> _Exercício_
Responda, com base no trecho sobre o Bitcoin, às perguntas a seguir:
1. Em que ano, segundo o trecho, foi o início do Bitcoin?
2. Quais bolsas são citadas como investidoras em startups?
3. Qual é a força de processamento da rede do Bitcoin informada no trecho?

> _Trecho do texto_

_____

Será que foi um péssimo negócio? Em retrospectiva, é fácil dizer que sim. Mas a
realidade em maio de 2010 era completamente distinta da que temos hoje.
Há seis anos, muitos conseguiam
minerar com um simples PC, acumulando algumas centenas ou milhares de bitcoins
em questão de semanas. Mas quando um bem digital vale zero, tanto faz ter um
saldo de 50 ou 10.000 BTC. A probabilidade de que essa quantia continuasse
valendo nada — ou muito pouco — por bastante tempo ainda era muito elevada. Naquele
tempo, não se sabia nem sequer se o projeto duraria uma semana mais. Cada dia
de vida do blockchain, cada novo bloco
minerado, já era uma vitória.
Olhando para trás, lá no início
do Bitcoin, em 2009, e colocando em perspectiva o tamanho das barreiras que
precisaria superar para ter alguma chance de sucesso, o mais fácil e prudente
seria aliar-se aos céticos, "a ideia é genial, mas dificilmente daria certo".
Pois o que era o Bitcoin naquela
época? Não passava de um mero projeto criado misteriosamente por um programador
desconhecido, provavelmente sem qualquer financiamento formal, sem apoio de
nenhum governo, empresa ou qualquer entidade; uma inovação da ciência da
computação sem nenhum respaldo acadêmico, cujos princípios econômicos contradizem
o que ensina grande parte dos cursos de economia ao redor do globo. Enfim, era uma obra de tecnologia com quase
nada a seu favor, a não ser os méritos da própria invenção.
Contudo, contrariando todas as
probabilidades, o Bitcoin decolou.
Sete anos após a publicação da monografia de Satoshi Nakamoto, a tecnologia do Bitcoin agora é apreciada e
reverenciada pelas principais instituições financeiras do planeta, as quais têm
buscado formas de incorporar a inovação de registro distribuído do blockchain às suas operações. Bolsas
como a NYSE e a Nasdaq investem em startups e testam projetos-piloto,
reconhecendo o potencial promissor de revolucionar os mercados financeiros.
Iniciado como um obscuro projeto
de computação com um punhado de interessados, o Bitcoin é hoje a maior rede de
computação distribuída do planeta, com uma força de processamento incomparável
de mais de 450 milhões de GH/s (ou 450 PH/s).
Para alguns, o enorme potencial reside
no blockchain, a tecnologia de registro distribuído. Para outros, é a moeda
digital bitcoin o grande protagonista. Em realidade, essa é uma falsa dicotomia,
pois ambos são inseparáveis. Não existe bitcoin sem blockchain, e vice-versa. Ambas
as partes são intrínsecas à tecnologia. Bitcoin é o nome da invenção.
É verdade que as aplicações de
uma tecnologia de registro distribuído são infindáveis, e por isso o mercado
financeiro como um todo tem buscado entender e introduzir o blockchain em seus
negócios.
Para alguns entusiastas, o que
falta para o Bitcoin realmente decolar e chegar ao mainstream é um killer app. Honestamente, discordo. O
killer app do Bitcoin é o grande elefante na sala que todos têm se recusado
a enxergar: um dinheiro digital apolítico e sem fronteiras. Essa é a função
original do invento de Nakamoto e é a primeira aplicação da tecnologia de
registro distribuído.

_____

> _Dados fornecidos_

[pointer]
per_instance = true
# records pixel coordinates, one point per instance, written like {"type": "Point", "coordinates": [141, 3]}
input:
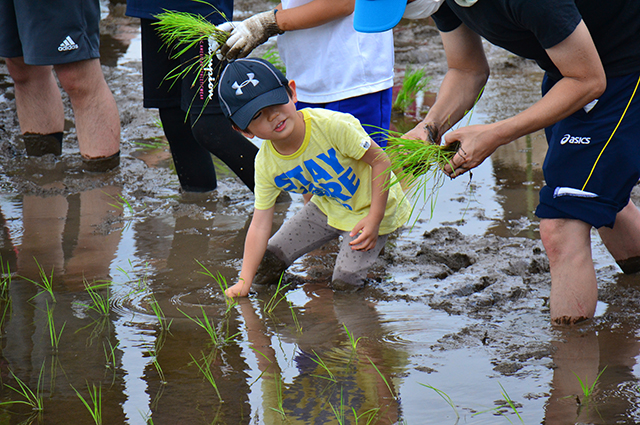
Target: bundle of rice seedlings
{"type": "Point", "coordinates": [180, 32]}
{"type": "Point", "coordinates": [418, 165]}
{"type": "Point", "coordinates": [414, 82]}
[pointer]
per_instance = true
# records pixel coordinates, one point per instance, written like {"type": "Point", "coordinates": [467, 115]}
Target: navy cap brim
{"type": "Point", "coordinates": [377, 15]}
{"type": "Point", "coordinates": [243, 116]}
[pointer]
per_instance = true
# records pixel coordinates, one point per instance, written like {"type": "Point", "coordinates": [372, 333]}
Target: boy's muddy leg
{"type": "Point", "coordinates": [352, 266]}
{"type": "Point", "coordinates": [305, 231]}
{"type": "Point", "coordinates": [270, 269]}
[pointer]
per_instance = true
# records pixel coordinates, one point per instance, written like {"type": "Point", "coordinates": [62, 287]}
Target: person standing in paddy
{"type": "Point", "coordinates": [590, 110]}
{"type": "Point", "coordinates": [324, 155]}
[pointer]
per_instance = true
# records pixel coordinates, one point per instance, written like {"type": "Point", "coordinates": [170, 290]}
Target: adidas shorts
{"type": "Point", "coordinates": [50, 32]}
{"type": "Point", "coordinates": [373, 110]}
{"type": "Point", "coordinates": [190, 93]}
{"type": "Point", "coordinates": [593, 161]}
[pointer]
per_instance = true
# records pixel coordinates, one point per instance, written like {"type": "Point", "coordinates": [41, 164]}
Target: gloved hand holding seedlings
{"type": "Point", "coordinates": [257, 29]}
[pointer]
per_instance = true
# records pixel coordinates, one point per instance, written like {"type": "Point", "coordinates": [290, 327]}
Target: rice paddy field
{"type": "Point", "coordinates": [113, 313]}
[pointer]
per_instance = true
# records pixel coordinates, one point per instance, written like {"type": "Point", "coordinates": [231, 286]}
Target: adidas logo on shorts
{"type": "Point", "coordinates": [67, 44]}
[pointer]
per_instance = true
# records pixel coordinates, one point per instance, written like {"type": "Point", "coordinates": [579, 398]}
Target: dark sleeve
{"type": "Point", "coordinates": [551, 21]}
{"type": "Point", "coordinates": [445, 19]}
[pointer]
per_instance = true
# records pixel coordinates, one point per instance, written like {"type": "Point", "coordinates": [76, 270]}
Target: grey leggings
{"type": "Point", "coordinates": [308, 230]}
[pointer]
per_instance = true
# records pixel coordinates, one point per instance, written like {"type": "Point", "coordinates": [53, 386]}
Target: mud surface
{"type": "Point", "coordinates": [462, 283]}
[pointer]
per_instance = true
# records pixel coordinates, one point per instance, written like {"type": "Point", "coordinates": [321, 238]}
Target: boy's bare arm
{"type": "Point", "coordinates": [369, 226]}
{"type": "Point", "coordinates": [255, 246]}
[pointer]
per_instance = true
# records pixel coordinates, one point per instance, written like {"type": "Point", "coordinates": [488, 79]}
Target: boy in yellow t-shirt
{"type": "Point", "coordinates": [324, 155]}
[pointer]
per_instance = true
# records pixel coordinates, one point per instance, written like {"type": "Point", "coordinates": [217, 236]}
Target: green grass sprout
{"type": "Point", "coordinates": [205, 369]}
{"type": "Point", "coordinates": [415, 81]}
{"type": "Point", "coordinates": [31, 398]}
{"type": "Point", "coordinates": [444, 396]}
{"type": "Point", "coordinates": [95, 396]}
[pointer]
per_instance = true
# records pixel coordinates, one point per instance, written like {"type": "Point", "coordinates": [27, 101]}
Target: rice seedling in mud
{"type": "Point", "coordinates": [331, 377]}
{"type": "Point", "coordinates": [418, 165]}
{"type": "Point", "coordinates": [45, 283]}
{"type": "Point", "coordinates": [53, 334]}
{"type": "Point", "coordinates": [414, 82]}
{"type": "Point", "coordinates": [587, 390]}
{"type": "Point", "coordinates": [218, 337]}
{"type": "Point", "coordinates": [180, 32]}
{"type": "Point", "coordinates": [445, 397]}
{"type": "Point", "coordinates": [33, 399]}
{"type": "Point", "coordinates": [504, 406]}
{"type": "Point", "coordinates": [205, 369]}
{"type": "Point", "coordinates": [95, 397]}
{"type": "Point", "coordinates": [5, 296]}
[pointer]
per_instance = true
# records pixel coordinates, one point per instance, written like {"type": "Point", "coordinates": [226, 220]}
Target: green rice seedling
{"type": "Point", "coordinates": [418, 167]}
{"type": "Point", "coordinates": [415, 81]}
{"type": "Point", "coordinates": [277, 380]}
{"type": "Point", "coordinates": [180, 31]}
{"type": "Point", "coordinates": [205, 369]}
{"type": "Point", "coordinates": [276, 297]}
{"type": "Point", "coordinates": [53, 335]}
{"type": "Point", "coordinates": [587, 390]}
{"type": "Point", "coordinates": [507, 402]}
{"type": "Point", "coordinates": [445, 397]}
{"type": "Point", "coordinates": [205, 323]}
{"type": "Point", "coordinates": [383, 378]}
{"type": "Point", "coordinates": [352, 340]}
{"type": "Point", "coordinates": [273, 57]}
{"type": "Point", "coordinates": [324, 367]}
{"type": "Point", "coordinates": [100, 303]}
{"type": "Point", "coordinates": [45, 283]}
{"type": "Point", "coordinates": [295, 318]}
{"type": "Point", "coordinates": [31, 398]}
{"type": "Point", "coordinates": [95, 396]}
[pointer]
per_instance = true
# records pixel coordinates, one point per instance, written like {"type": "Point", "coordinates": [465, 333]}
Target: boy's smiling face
{"type": "Point", "coordinates": [279, 123]}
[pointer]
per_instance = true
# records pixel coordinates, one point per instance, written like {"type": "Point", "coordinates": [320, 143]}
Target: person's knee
{"type": "Point", "coordinates": [270, 269]}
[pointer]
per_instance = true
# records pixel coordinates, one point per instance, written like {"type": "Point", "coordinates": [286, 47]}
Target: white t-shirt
{"type": "Point", "coordinates": [333, 61]}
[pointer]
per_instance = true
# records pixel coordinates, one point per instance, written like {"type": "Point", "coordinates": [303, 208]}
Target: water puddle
{"type": "Point", "coordinates": [426, 342]}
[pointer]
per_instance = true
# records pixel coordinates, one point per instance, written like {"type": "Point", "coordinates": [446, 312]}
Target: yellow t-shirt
{"type": "Point", "coordinates": [328, 165]}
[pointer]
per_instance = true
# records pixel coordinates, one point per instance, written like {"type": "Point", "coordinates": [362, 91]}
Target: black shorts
{"type": "Point", "coordinates": [195, 93]}
{"type": "Point", "coordinates": [50, 32]}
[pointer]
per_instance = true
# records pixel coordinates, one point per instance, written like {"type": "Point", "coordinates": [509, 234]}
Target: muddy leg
{"type": "Point", "coordinates": [623, 241]}
{"type": "Point", "coordinates": [574, 290]}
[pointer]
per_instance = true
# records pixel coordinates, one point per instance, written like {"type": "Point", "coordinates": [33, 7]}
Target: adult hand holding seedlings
{"type": "Point", "coordinates": [249, 34]}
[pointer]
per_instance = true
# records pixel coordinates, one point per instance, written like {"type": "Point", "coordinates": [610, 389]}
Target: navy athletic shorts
{"type": "Point", "coordinates": [191, 93]}
{"type": "Point", "coordinates": [593, 161]}
{"type": "Point", "coordinates": [373, 110]}
{"type": "Point", "coordinates": [50, 32]}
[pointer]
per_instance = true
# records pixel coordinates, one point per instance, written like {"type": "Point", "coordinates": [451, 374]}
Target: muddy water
{"type": "Point", "coordinates": [453, 326]}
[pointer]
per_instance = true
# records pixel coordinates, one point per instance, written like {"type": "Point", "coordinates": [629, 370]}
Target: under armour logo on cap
{"type": "Point", "coordinates": [244, 83]}
{"type": "Point", "coordinates": [248, 85]}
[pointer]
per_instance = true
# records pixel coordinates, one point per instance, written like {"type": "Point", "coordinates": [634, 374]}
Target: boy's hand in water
{"type": "Point", "coordinates": [240, 289]}
{"type": "Point", "coordinates": [368, 228]}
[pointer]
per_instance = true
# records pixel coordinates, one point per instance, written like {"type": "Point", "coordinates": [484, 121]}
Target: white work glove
{"type": "Point", "coordinates": [249, 34]}
{"type": "Point", "coordinates": [419, 9]}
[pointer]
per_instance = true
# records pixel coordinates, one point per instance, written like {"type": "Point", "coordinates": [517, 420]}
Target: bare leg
{"type": "Point", "coordinates": [574, 290]}
{"type": "Point", "coordinates": [623, 241]}
{"type": "Point", "coordinates": [94, 108]}
{"type": "Point", "coordinates": [38, 99]}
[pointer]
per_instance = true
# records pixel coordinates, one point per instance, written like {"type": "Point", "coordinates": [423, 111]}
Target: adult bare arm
{"type": "Point", "coordinates": [313, 14]}
{"type": "Point", "coordinates": [583, 81]}
{"type": "Point", "coordinates": [255, 245]}
{"type": "Point", "coordinates": [467, 74]}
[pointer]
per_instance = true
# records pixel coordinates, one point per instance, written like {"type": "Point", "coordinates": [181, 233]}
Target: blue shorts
{"type": "Point", "coordinates": [50, 32]}
{"type": "Point", "coordinates": [593, 161]}
{"type": "Point", "coordinates": [373, 110]}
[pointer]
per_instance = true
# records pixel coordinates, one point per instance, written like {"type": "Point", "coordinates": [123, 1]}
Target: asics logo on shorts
{"type": "Point", "coordinates": [575, 140]}
{"type": "Point", "coordinates": [67, 44]}
{"type": "Point", "coordinates": [239, 87]}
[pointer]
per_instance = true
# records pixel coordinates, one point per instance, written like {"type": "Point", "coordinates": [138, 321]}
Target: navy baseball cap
{"type": "Point", "coordinates": [248, 85]}
{"type": "Point", "coordinates": [377, 15]}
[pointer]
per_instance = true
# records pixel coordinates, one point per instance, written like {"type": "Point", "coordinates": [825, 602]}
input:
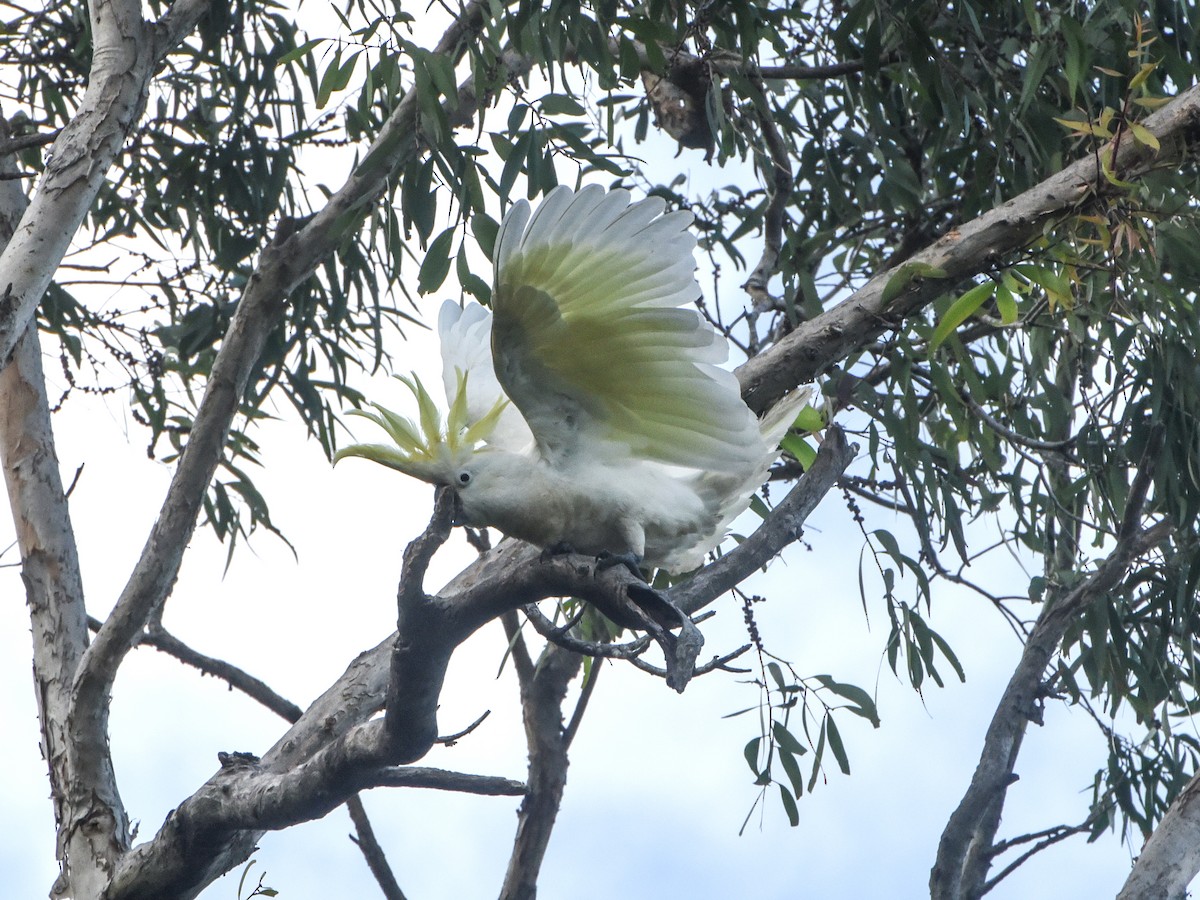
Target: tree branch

_____

> _Resposta do exercício_
1. Em 2009.
2. A NYSE e a Nasdaq.
3. Mais de 450 milhões de GH/s (ou 450 PH/s).